REQUIREMENTS - Output the lines from the start of the data through the line that contains "top-left (239, 163), bottom-right (271, 200)" as a numbered list, with blank lines left out. Omit the pictures from your answer.

┌─ EXCERPTED RECORDS

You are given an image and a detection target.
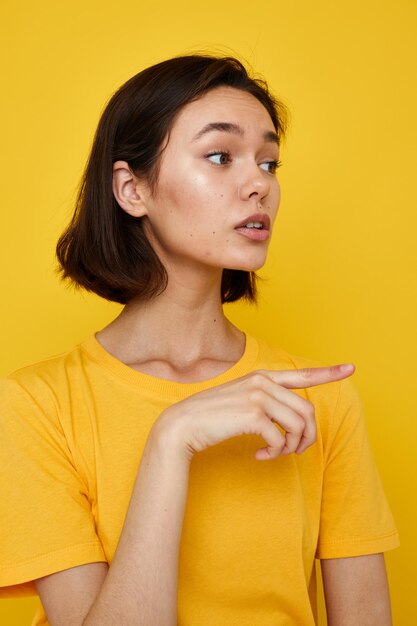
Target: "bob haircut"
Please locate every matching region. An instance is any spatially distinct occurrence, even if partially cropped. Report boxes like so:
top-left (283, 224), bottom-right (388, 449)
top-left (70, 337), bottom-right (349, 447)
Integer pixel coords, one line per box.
top-left (56, 55), bottom-right (288, 304)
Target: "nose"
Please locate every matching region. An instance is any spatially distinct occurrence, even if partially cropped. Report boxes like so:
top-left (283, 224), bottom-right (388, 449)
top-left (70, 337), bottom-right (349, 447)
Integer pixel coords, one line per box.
top-left (239, 163), bottom-right (271, 200)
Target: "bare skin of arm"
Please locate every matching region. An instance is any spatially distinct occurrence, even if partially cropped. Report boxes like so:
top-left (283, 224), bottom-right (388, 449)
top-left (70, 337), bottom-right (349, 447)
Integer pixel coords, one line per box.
top-left (321, 554), bottom-right (392, 626)
top-left (35, 366), bottom-right (354, 626)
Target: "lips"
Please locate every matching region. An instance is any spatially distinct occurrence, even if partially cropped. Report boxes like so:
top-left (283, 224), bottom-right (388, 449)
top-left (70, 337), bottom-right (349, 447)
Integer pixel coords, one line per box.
top-left (235, 213), bottom-right (271, 230)
top-left (235, 213), bottom-right (271, 241)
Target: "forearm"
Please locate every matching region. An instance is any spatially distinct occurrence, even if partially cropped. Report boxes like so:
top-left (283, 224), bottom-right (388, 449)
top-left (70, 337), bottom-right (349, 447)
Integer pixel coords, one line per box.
top-left (84, 424), bottom-right (189, 626)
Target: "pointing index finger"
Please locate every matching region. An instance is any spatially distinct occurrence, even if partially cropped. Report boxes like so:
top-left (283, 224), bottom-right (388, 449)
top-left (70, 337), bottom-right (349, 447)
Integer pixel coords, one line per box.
top-left (268, 363), bottom-right (355, 389)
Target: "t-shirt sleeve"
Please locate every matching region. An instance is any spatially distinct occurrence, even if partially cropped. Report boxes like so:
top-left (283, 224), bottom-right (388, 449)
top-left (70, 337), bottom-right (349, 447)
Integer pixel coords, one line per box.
top-left (317, 379), bottom-right (399, 559)
top-left (0, 378), bottom-right (106, 596)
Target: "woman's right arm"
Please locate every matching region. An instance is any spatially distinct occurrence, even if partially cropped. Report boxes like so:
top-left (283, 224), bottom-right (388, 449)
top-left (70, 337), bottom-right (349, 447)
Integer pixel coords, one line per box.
top-left (35, 367), bottom-right (354, 626)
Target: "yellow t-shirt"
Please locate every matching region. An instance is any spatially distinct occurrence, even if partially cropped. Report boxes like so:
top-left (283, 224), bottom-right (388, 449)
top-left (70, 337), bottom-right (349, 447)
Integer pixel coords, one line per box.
top-left (0, 336), bottom-right (398, 626)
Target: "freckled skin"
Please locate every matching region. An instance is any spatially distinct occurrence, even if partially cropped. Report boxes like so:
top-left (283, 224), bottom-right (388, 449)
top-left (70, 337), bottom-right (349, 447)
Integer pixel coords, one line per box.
top-left (137, 87), bottom-right (280, 270)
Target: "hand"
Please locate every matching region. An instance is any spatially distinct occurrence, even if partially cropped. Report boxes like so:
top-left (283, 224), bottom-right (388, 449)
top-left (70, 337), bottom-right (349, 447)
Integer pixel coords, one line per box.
top-left (153, 364), bottom-right (355, 460)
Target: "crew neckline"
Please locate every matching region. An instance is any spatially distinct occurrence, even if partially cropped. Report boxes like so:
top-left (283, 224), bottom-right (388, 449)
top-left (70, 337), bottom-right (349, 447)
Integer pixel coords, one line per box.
top-left (81, 333), bottom-right (259, 397)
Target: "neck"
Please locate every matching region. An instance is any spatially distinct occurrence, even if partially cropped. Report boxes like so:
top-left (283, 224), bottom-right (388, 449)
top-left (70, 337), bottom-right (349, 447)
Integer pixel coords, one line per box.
top-left (97, 266), bottom-right (244, 382)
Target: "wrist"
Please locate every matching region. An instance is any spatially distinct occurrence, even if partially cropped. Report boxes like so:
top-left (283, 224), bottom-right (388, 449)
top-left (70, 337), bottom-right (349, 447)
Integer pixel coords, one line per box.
top-left (146, 412), bottom-right (193, 464)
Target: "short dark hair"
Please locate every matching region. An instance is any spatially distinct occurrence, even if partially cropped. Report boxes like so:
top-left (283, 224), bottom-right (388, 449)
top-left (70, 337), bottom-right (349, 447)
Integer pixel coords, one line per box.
top-left (56, 55), bottom-right (288, 304)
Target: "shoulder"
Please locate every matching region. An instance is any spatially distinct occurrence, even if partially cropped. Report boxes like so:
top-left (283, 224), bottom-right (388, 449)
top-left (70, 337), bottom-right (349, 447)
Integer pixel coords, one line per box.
top-left (0, 344), bottom-right (91, 423)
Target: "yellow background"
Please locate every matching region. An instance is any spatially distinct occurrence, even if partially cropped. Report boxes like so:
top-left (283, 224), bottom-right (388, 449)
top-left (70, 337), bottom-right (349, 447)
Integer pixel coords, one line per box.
top-left (0, 0), bottom-right (417, 626)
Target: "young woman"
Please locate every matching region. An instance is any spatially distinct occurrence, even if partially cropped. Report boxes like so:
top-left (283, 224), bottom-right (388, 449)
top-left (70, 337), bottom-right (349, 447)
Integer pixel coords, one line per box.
top-left (0, 56), bottom-right (398, 626)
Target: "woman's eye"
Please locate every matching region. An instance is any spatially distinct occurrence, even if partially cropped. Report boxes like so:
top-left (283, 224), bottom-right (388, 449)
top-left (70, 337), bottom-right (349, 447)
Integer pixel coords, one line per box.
top-left (207, 152), bottom-right (231, 165)
top-left (259, 161), bottom-right (282, 174)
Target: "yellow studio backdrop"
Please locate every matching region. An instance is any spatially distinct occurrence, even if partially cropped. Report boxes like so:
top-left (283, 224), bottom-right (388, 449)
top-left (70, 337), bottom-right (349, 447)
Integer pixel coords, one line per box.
top-left (0, 0), bottom-right (417, 626)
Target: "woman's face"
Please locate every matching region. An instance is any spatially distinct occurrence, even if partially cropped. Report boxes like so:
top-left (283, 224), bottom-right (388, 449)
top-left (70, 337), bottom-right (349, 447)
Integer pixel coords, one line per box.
top-left (142, 87), bottom-right (280, 271)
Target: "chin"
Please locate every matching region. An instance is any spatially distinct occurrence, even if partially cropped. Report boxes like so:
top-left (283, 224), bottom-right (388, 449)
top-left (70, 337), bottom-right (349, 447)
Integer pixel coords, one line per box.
top-left (225, 258), bottom-right (266, 272)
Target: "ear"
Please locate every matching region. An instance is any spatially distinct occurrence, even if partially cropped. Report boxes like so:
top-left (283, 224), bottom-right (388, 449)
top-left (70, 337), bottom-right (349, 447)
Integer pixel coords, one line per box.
top-left (113, 161), bottom-right (148, 217)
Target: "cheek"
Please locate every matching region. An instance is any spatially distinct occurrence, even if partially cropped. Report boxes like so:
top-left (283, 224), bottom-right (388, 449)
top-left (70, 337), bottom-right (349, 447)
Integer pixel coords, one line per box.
top-left (158, 176), bottom-right (224, 225)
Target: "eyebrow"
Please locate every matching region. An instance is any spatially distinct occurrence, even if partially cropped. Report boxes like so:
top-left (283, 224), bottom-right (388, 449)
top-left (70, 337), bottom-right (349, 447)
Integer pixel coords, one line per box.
top-left (192, 122), bottom-right (279, 144)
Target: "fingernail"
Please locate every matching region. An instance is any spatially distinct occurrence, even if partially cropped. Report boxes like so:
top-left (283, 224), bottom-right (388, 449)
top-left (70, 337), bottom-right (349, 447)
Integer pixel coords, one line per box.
top-left (339, 363), bottom-right (355, 372)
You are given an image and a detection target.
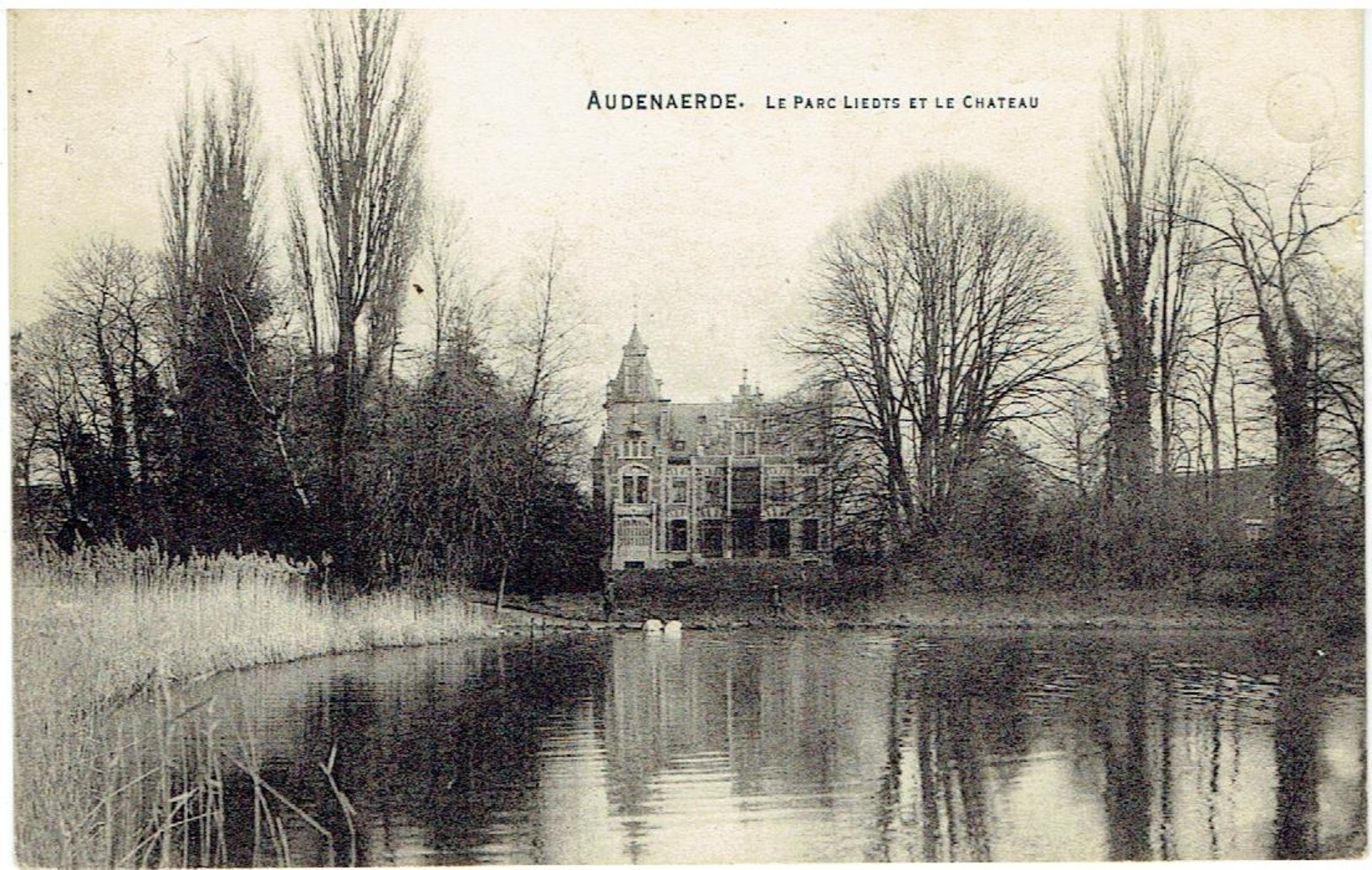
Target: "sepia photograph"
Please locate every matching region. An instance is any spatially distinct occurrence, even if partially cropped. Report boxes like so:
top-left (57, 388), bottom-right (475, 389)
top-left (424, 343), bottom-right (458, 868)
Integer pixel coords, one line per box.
top-left (3, 8), bottom-right (1368, 867)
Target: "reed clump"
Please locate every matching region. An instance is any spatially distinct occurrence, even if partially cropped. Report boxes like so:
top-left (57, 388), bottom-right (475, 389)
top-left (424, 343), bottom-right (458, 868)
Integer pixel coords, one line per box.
top-left (13, 548), bottom-right (492, 866)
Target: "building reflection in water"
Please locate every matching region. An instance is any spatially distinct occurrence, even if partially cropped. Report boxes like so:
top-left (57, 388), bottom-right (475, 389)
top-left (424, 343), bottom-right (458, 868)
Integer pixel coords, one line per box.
top-left (179, 623), bottom-right (1367, 864)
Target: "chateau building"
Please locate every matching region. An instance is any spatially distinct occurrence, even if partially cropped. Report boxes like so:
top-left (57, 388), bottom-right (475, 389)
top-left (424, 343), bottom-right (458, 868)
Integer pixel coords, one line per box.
top-left (591, 325), bottom-right (832, 570)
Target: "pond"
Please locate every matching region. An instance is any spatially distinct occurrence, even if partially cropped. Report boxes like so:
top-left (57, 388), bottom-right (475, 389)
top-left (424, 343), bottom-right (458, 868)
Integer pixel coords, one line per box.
top-left (168, 631), bottom-right (1367, 864)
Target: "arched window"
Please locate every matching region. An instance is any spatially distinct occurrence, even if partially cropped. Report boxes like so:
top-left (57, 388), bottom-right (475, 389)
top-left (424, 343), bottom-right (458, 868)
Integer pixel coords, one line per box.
top-left (619, 465), bottom-right (649, 505)
top-left (615, 516), bottom-right (653, 550)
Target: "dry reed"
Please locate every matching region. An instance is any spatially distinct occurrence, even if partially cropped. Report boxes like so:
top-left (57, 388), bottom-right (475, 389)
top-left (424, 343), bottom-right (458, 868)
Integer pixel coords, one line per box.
top-left (13, 548), bottom-right (491, 867)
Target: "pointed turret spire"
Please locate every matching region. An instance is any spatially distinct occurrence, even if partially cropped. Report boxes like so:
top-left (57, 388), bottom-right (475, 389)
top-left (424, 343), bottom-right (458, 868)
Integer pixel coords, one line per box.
top-left (606, 322), bottom-right (659, 402)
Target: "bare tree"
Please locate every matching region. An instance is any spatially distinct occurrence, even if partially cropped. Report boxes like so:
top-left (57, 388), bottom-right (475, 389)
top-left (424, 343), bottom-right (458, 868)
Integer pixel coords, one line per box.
top-left (1096, 20), bottom-right (1190, 502)
top-left (292, 9), bottom-right (424, 581)
top-left (799, 167), bottom-right (1084, 548)
top-left (1194, 159), bottom-right (1358, 559)
top-left (415, 199), bottom-right (489, 368)
top-left (1315, 274), bottom-right (1367, 498)
top-left (509, 232), bottom-right (590, 468)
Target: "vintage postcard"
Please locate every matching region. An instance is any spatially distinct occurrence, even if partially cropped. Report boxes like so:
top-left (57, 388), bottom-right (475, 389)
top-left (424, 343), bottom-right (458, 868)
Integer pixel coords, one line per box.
top-left (7, 9), bottom-right (1367, 867)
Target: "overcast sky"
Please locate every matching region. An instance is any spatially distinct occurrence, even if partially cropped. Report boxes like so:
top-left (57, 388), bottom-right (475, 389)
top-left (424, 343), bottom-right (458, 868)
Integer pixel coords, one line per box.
top-left (9, 11), bottom-right (1363, 401)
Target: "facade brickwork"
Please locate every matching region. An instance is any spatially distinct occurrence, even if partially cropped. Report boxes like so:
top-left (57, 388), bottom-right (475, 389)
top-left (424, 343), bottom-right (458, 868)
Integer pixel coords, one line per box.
top-left (591, 325), bottom-right (832, 570)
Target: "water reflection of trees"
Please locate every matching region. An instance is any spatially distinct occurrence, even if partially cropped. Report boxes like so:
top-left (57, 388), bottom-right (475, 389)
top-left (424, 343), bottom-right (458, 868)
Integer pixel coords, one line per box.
top-left (182, 633), bottom-right (1365, 863)
top-left (211, 634), bottom-right (604, 866)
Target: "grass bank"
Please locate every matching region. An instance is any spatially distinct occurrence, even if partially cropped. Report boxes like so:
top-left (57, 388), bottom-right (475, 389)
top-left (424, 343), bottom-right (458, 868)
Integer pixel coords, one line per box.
top-left (13, 548), bottom-right (491, 866)
top-left (523, 554), bottom-right (1317, 630)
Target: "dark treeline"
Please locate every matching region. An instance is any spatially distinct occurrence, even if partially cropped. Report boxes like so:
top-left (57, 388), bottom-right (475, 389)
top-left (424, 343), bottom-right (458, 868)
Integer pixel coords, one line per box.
top-left (13, 11), bottom-right (602, 593)
top-left (794, 19), bottom-right (1364, 603)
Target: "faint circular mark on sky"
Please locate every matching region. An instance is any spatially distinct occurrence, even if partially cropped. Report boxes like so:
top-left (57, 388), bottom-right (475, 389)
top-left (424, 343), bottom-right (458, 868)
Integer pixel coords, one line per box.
top-left (1268, 72), bottom-right (1335, 143)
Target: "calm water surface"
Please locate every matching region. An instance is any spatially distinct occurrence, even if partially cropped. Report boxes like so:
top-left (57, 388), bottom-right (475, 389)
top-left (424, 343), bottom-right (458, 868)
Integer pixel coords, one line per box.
top-left (171, 631), bottom-right (1367, 864)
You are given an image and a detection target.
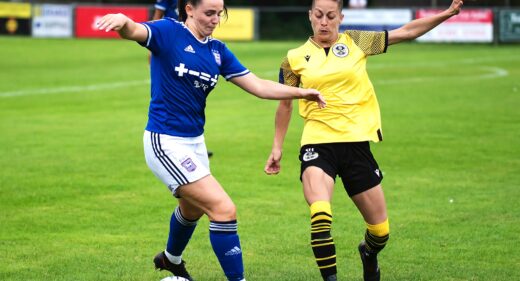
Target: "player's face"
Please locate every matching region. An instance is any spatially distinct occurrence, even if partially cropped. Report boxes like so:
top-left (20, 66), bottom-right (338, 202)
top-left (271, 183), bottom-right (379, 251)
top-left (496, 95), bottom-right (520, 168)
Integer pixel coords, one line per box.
top-left (309, 0), bottom-right (343, 47)
top-left (186, 0), bottom-right (224, 39)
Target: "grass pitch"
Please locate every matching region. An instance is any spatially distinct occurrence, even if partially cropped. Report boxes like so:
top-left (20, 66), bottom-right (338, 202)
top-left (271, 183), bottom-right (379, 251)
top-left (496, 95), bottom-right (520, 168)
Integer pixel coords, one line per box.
top-left (0, 37), bottom-right (520, 281)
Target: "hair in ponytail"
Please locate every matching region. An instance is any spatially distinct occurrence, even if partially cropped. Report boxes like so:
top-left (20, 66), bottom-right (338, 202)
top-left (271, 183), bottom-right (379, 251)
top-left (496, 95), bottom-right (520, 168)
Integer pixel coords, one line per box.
top-left (177, 0), bottom-right (227, 22)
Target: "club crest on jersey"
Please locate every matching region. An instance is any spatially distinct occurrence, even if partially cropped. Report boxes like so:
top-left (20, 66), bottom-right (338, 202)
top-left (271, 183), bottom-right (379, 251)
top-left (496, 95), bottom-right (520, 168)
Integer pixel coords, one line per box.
top-left (184, 45), bottom-right (195, 54)
top-left (332, 43), bottom-right (349, 58)
top-left (302, 148), bottom-right (320, 162)
top-left (181, 158), bottom-right (197, 173)
top-left (212, 50), bottom-right (222, 66)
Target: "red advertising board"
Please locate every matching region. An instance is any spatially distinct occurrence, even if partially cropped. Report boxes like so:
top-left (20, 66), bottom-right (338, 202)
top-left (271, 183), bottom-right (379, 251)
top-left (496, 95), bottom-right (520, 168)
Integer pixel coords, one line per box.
top-left (416, 9), bottom-right (493, 43)
top-left (75, 6), bottom-right (149, 38)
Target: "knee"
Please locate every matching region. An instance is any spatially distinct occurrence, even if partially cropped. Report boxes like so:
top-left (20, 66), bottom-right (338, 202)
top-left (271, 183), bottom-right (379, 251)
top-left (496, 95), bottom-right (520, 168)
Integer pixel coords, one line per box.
top-left (207, 199), bottom-right (237, 221)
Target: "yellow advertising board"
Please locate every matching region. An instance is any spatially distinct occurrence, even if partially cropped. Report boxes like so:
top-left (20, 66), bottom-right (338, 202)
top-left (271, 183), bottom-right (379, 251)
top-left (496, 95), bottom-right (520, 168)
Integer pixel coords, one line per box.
top-left (213, 8), bottom-right (255, 41)
top-left (0, 2), bottom-right (31, 19)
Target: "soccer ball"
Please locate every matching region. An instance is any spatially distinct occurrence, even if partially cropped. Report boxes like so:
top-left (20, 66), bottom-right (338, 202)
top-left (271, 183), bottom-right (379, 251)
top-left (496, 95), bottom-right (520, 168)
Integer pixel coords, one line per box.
top-left (161, 276), bottom-right (189, 281)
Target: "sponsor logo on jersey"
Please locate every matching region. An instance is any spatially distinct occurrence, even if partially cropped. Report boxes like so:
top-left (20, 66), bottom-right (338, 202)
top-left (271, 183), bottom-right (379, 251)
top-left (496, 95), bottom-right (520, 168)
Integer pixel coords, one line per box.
top-left (181, 158), bottom-right (197, 173)
top-left (332, 43), bottom-right (349, 58)
top-left (225, 246), bottom-right (242, 256)
top-left (303, 148), bottom-right (320, 162)
top-left (175, 63), bottom-right (218, 91)
top-left (184, 45), bottom-right (195, 54)
top-left (211, 50), bottom-right (222, 66)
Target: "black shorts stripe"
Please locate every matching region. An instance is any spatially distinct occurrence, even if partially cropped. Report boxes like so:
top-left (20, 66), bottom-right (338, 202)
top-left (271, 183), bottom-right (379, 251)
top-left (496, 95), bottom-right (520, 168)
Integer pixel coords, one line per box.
top-left (152, 134), bottom-right (190, 184)
top-left (150, 132), bottom-right (188, 185)
top-left (150, 132), bottom-right (182, 185)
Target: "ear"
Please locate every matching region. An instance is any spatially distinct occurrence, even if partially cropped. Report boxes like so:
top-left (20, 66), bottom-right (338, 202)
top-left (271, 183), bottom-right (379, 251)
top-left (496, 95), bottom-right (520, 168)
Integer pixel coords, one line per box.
top-left (186, 4), bottom-right (193, 18)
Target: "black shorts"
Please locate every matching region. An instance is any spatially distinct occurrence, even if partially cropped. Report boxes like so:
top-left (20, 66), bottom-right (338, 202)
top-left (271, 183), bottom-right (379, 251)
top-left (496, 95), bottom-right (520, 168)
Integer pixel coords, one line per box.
top-left (299, 141), bottom-right (383, 197)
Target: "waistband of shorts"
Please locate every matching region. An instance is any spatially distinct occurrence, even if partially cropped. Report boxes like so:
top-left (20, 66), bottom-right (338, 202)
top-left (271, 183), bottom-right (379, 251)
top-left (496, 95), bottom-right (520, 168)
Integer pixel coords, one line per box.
top-left (144, 130), bottom-right (204, 144)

└─

EXERCISE OUTPUT -
1. You are given an image and a detection target.
2. Target: "bob haircut"
3. Please locate every matching region. An instance is any spatially distinct occurrence, even if partially cropped. Report boxes like so:
4. top-left (283, 224), bottom-right (388, 449)
5. top-left (70, 337), bottom-right (349, 447)
6. Integer pixel coords, one line per box.
7. top-left (56, 55), bottom-right (288, 304)
8. Target: "nose"
9. Please locate every matching region. An instance is any spatially distinct occurrence, even if partially cropped. Report boxes like so:
10. top-left (283, 224), bottom-right (388, 449)
11. top-left (70, 337), bottom-right (349, 447)
12. Integer pixel coords, one line per box.
13. top-left (239, 163), bottom-right (271, 200)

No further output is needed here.